(Region pointing data)
——

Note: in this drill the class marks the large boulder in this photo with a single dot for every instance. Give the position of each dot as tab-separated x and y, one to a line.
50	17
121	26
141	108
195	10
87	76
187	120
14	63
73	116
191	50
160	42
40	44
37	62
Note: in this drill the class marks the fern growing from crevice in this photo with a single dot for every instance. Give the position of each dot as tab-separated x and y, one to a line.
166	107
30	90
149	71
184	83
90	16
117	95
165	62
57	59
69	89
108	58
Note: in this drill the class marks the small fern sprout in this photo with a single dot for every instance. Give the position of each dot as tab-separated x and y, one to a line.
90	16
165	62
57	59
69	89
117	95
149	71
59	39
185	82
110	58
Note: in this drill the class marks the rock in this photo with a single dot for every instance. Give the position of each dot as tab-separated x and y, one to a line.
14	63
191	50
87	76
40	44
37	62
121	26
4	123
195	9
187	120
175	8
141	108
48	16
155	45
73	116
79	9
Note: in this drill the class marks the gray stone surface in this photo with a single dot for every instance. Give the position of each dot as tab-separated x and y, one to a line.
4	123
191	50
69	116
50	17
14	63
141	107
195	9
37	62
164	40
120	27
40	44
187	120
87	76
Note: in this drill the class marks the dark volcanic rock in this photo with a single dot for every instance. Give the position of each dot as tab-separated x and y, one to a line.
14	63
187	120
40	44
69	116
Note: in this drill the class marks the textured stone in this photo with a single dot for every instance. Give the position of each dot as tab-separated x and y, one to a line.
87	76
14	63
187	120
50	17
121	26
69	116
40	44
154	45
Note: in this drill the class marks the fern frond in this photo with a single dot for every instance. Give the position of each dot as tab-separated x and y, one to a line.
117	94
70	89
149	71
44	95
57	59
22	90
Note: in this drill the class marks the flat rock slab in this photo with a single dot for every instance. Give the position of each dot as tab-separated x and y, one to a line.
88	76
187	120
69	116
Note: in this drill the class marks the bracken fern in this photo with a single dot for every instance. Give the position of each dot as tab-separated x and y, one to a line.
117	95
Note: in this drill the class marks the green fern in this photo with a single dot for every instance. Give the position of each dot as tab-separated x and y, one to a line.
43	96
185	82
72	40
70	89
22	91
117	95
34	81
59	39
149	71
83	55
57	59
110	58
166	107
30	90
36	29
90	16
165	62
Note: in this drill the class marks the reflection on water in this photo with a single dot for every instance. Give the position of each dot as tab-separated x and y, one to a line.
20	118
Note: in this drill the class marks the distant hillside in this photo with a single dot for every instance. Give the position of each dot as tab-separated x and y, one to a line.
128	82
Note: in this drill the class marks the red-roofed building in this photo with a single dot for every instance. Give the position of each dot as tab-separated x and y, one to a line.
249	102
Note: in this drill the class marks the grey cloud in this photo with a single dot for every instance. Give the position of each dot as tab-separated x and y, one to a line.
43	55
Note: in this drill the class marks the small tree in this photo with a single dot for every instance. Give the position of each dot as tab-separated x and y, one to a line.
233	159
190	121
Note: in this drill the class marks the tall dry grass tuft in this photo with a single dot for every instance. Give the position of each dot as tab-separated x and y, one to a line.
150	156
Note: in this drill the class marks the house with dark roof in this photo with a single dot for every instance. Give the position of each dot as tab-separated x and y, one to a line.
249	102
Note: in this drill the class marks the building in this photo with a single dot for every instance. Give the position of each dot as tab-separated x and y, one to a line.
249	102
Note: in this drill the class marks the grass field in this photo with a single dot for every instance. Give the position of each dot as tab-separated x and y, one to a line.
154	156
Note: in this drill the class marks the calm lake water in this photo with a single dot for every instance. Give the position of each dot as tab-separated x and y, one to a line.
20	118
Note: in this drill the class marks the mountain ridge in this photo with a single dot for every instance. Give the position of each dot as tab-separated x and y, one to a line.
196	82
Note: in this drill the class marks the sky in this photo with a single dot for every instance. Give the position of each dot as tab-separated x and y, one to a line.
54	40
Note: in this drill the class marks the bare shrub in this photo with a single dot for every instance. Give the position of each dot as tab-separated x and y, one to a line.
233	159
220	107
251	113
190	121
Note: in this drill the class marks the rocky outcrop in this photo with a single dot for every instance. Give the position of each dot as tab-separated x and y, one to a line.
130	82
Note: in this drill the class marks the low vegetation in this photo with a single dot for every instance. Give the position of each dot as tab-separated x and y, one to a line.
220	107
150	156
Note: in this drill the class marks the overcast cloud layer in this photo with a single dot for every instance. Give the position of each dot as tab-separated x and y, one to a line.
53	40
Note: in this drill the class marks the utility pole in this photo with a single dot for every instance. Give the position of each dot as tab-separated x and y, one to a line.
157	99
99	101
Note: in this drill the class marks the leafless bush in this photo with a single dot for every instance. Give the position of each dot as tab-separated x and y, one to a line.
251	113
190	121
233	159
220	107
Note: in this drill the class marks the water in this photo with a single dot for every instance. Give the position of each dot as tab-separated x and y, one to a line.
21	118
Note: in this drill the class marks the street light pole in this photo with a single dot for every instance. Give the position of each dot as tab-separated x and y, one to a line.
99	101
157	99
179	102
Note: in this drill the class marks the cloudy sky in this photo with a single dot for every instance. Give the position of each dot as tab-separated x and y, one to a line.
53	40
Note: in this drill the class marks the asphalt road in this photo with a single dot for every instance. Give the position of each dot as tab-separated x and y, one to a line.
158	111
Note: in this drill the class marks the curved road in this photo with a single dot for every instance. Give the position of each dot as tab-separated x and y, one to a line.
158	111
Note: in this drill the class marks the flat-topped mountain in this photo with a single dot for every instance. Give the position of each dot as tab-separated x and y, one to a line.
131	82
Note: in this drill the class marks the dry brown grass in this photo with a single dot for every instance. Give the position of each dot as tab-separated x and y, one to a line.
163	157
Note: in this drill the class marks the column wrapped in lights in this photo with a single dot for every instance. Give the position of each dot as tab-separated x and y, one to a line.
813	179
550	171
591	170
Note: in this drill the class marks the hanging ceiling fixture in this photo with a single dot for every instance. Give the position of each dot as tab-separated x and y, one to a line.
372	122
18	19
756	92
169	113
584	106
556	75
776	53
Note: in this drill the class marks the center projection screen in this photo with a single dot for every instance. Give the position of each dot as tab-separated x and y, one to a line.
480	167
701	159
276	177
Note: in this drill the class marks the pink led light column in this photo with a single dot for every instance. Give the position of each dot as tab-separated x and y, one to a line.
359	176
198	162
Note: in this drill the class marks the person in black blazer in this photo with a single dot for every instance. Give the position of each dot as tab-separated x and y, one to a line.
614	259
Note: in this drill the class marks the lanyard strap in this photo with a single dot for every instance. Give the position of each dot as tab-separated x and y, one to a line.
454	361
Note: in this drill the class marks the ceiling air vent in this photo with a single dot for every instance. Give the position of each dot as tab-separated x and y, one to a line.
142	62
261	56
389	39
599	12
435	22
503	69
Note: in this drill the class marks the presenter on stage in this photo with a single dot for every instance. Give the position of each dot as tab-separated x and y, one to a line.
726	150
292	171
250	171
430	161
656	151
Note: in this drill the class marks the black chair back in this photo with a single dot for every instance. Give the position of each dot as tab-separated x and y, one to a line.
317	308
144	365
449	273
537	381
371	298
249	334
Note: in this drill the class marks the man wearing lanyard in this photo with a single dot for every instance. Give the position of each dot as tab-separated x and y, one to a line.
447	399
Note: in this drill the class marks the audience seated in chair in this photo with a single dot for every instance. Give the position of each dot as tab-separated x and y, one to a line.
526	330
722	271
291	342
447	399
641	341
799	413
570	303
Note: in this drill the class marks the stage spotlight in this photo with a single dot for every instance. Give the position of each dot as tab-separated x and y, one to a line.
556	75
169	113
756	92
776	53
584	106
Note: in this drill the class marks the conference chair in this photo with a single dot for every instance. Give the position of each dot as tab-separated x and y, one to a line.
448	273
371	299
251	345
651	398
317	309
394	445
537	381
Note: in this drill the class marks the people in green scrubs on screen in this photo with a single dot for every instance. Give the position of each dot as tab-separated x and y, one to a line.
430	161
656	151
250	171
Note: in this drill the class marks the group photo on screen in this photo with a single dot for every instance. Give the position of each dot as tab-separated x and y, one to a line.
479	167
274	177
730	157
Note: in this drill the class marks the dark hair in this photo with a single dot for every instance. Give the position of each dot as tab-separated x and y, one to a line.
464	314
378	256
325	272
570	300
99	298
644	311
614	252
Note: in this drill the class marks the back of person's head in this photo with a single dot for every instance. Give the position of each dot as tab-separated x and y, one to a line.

——

- WORK REQUIRED:
Copy nothing except the lines from the one holding "Note: in this drill the class marks the stage" through the last line of the data above, and return them exactly.

- EXPECTED ANSWER:
Note: in this drill the class marks the stage spotlight in this photo with a single dot for every instance. Give the position of each dot as tab-separated x and y, one to a line.
556	75
169	113
756	92
776	53
584	106
Note: in this drill the class marks the conference chair in this photo with a single dot for every instance. Give the position of each dot as tab-separated x and y, one to a line.
448	273
371	299
251	345
651	398
317	309
394	445
537	381
Note: in this drill the class marks the people in green scrubs on screen in this photo with a single dot for every instance. Give the position of each dot as tab-separated x and y, one to a line.
430	161
656	151
250	171
Note: in this drill the class marks the group photo on screen in this photo with a single dot for every instance. Give the position of each dot as tab-separated x and y, one to a line.
479	167
274	177
730	157
Note: in this drill the class marks the dark hair in this photo with a single dot for every instance. Give the position of each dot as tab-separated x and y, one to a line.
464	314
378	256
325	272
570	300
99	298
644	311
614	252
Note: in this drill the class marks the back of person's head in this photo with a single dot for every instance. Give the position of each dot as tab-separated x and y, one to a line.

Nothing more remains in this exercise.